BRIEF: Starting at the first line of the entries and ending after the line that contains "27L514 15L499 17L499", change "crenellated parapet" to "stone battlement" and reproduce those lines with everything else unchanged. Omit the pictures from your answer.

DATA EXTRACT:
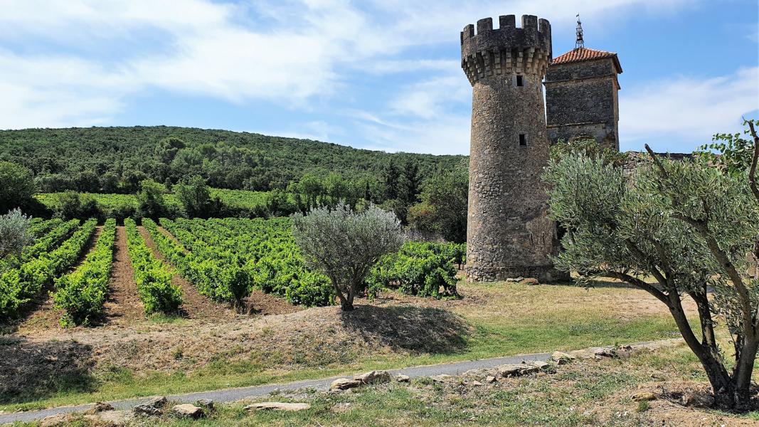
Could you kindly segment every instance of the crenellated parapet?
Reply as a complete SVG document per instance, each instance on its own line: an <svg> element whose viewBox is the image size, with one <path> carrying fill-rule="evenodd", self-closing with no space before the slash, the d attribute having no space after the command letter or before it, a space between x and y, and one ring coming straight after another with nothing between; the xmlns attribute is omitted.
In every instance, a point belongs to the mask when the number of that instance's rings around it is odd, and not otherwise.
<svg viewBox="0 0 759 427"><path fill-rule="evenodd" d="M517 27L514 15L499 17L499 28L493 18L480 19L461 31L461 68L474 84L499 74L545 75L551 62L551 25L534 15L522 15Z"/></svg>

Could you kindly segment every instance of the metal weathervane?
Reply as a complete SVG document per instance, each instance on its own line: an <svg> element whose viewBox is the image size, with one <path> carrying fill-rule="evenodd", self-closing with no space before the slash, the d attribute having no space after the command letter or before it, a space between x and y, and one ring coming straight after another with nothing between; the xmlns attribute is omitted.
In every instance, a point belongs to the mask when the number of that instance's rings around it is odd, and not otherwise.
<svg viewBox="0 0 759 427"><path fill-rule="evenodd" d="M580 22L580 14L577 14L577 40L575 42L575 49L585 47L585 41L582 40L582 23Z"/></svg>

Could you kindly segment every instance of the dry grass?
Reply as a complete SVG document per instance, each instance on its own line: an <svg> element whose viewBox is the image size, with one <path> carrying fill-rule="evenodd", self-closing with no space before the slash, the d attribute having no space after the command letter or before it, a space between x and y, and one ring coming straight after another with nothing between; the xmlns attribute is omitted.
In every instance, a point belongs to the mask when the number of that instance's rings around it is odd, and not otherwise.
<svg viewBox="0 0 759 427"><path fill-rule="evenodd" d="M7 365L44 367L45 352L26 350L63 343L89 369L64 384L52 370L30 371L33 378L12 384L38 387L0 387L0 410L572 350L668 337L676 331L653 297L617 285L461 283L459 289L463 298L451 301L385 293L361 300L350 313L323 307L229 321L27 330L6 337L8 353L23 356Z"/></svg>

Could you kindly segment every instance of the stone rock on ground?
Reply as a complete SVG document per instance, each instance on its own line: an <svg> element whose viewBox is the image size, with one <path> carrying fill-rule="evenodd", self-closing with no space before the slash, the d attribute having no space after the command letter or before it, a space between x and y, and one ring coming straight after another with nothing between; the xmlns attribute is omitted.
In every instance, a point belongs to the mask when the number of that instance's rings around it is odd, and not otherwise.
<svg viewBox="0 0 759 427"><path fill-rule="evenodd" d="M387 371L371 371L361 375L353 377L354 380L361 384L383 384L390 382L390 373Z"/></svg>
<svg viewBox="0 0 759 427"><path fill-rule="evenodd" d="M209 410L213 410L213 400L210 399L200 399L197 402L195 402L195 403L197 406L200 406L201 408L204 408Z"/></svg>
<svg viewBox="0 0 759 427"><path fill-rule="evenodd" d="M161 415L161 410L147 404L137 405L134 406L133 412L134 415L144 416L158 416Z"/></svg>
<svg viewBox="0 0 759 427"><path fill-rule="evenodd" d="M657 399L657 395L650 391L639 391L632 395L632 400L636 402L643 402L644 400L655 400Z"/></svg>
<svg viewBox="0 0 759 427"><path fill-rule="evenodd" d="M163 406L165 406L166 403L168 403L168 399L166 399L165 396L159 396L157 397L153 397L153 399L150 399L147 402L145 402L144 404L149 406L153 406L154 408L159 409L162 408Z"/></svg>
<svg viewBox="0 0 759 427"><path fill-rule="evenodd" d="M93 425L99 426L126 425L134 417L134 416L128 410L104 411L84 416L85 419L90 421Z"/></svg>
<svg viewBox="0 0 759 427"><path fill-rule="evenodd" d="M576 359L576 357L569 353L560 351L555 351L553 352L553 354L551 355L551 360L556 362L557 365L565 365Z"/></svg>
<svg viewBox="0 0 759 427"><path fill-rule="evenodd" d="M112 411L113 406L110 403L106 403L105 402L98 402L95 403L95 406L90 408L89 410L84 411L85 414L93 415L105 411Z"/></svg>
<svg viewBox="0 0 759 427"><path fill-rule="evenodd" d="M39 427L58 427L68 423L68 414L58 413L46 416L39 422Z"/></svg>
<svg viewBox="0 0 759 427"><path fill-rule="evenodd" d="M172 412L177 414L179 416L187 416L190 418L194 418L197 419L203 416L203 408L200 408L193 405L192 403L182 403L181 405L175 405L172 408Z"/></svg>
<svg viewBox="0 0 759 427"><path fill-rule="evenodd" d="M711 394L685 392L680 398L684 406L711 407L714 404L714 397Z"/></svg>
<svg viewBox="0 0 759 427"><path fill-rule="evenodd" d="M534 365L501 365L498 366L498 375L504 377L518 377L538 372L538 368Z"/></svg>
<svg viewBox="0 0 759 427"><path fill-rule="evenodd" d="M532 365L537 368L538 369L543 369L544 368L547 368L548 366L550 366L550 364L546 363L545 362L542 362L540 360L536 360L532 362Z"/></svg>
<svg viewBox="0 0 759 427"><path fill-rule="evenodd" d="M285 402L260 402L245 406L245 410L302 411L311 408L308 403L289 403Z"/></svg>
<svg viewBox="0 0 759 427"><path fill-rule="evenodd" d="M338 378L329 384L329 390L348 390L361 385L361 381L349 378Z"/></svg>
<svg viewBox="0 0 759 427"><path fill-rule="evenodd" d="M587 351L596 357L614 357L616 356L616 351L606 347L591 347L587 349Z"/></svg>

EXERCISE SOLUTION:
Could you kindly segment every instance of the stone battlement?
Reply as a complete SVG document per instance, each instance on its own line: an <svg> element whose viewBox is the image size, with one <path> carrying fill-rule="evenodd", self-closing with no space before the slash, the d attribute having no space after the command letter or before it, a space between x and y, and one ring coming straight after another with nothing between; the xmlns attribute is omitted.
In every instance, a point belongs to the mask when the number of that instance's rings around it is odd, and not otherwise.
<svg viewBox="0 0 759 427"><path fill-rule="evenodd" d="M517 27L514 15L499 17L499 28L493 18L480 19L461 31L461 68L474 84L499 74L545 75L551 62L551 25L534 15L522 15Z"/></svg>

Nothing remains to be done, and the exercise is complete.